*** Opening of INPUT DATA ***
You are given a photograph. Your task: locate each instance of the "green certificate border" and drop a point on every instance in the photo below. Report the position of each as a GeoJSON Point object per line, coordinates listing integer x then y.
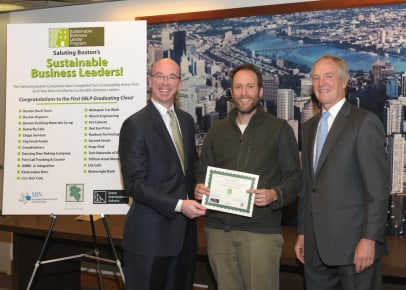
{"type": "Point", "coordinates": [247, 211]}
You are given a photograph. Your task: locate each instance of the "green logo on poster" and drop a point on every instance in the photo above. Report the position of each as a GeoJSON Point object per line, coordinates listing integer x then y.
{"type": "Point", "coordinates": [76, 37]}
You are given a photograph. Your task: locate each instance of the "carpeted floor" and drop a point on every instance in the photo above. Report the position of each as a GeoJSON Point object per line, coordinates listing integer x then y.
{"type": "Point", "coordinates": [288, 281]}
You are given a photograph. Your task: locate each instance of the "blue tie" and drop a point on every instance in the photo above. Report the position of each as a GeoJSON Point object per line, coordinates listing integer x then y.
{"type": "Point", "coordinates": [321, 137]}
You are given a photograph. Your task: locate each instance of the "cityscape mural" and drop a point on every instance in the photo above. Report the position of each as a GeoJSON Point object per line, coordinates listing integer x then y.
{"type": "Point", "coordinates": [284, 46]}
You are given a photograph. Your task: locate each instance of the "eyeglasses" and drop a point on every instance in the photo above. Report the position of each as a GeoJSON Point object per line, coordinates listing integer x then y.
{"type": "Point", "coordinates": [170, 78]}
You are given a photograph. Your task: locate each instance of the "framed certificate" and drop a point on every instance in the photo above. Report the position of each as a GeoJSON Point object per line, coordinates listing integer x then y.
{"type": "Point", "coordinates": [228, 191]}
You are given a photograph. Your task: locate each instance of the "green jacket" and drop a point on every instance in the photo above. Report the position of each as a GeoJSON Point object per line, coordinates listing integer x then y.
{"type": "Point", "coordinates": [267, 148]}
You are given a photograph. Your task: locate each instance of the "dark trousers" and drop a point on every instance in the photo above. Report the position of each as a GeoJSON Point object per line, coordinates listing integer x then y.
{"type": "Point", "coordinates": [161, 273]}
{"type": "Point", "coordinates": [319, 276]}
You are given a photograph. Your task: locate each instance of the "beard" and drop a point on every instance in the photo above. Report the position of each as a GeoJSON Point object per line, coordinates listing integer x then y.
{"type": "Point", "coordinates": [247, 110]}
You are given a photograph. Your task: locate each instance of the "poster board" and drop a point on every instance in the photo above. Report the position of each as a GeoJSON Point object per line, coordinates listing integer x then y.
{"type": "Point", "coordinates": [70, 86]}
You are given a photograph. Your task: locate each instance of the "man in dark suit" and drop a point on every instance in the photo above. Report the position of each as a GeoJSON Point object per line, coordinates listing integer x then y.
{"type": "Point", "coordinates": [343, 203]}
{"type": "Point", "coordinates": [159, 237]}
*** Close of INPUT DATA ***
> **DIRECTIONS**
Each entry above is to be duplicated exactly, and its pictures omitted.

> **OUTPUT FOR THIS EXERCISE**
You are given a photograph. Your task: locate each instance of the "green certificate border" and drop a point on every instance in the photo below. Report the position of each as a GeoJSON Point object per line, coordinates listing integer x then y.
{"type": "Point", "coordinates": [247, 211]}
You are given a photograph. Your task: locate each instance of the "green logo on poster" and drop a point on every instance in the photo above. Report the position of each as a GeoJSON Point object per line, coordinates listing integer x then y.
{"type": "Point", "coordinates": [76, 37]}
You are given a photograph. Your task: locate each instance of the "carpeted floor" and drop a point on every instance in the photo above. Report the position of each as a GeoJSON Point object per line, coordinates listing integer x then y.
{"type": "Point", "coordinates": [288, 281]}
You are given a photograph. Your task: locate each instance of the "blue tie" and drop a point on every instance in the photo above. Report the position of each as a GeoJSON Point object per line, coordinates listing integer x then y.
{"type": "Point", "coordinates": [321, 137]}
You are given a photograph. Your task: locate each instance of the "cityscape mural" and drop a point on every instance in the photo above. Report the position of each as a GeoJSON Point object per line, coordinates listing integer x then y.
{"type": "Point", "coordinates": [284, 46]}
You are given a photograph. Your task: locate each instance of the "eyeglasses" and drop a point on every instance in the photo above. Report the position of each as a GeoJSON Point object per line, coordinates listing integer x then y.
{"type": "Point", "coordinates": [170, 78]}
You are given a photograph. Your task: locate each instance of the "framed certificate" and drop a point on every instance in the photo above. Report the position of each as a GeoJSON Point object per line, coordinates listing integer x then y.
{"type": "Point", "coordinates": [228, 191]}
You are given a photograph. Your task: locate each instance of the "green jacket" and drop a point on every instance in the photo above. Report the position of each as a GeoJSON Point object per line, coordinates listing integer x then y.
{"type": "Point", "coordinates": [267, 148]}
You are given a photograph. Your task: locate each instance of the "dark trousers" and drop a point on every instance in the photo above. Report the position of each as a GeoJSON Point object per line, coordinates listing integer x then y.
{"type": "Point", "coordinates": [161, 273]}
{"type": "Point", "coordinates": [319, 276]}
You are given a photograph. Your task: locate each instance of the "beard" and drop a point on every instance in the photo above. Report the position of each as a GeoJSON Point object per line, coordinates listing integer x then y.
{"type": "Point", "coordinates": [247, 110]}
You are given a photograph. Your task: locate each instance of the "poster board" and drop a point on every instance in the photo above. Report the position of each as a GeoJSON Point object per line, coordinates listing integer x then y.
{"type": "Point", "coordinates": [70, 86]}
You are given a photograph. Your task: locate each instance of the "man in dark suit" and drop a point on every instance in the photo above. Report the position of each as a GeoJSON Point object per line, coordinates listing integer x then y.
{"type": "Point", "coordinates": [343, 203]}
{"type": "Point", "coordinates": [159, 237]}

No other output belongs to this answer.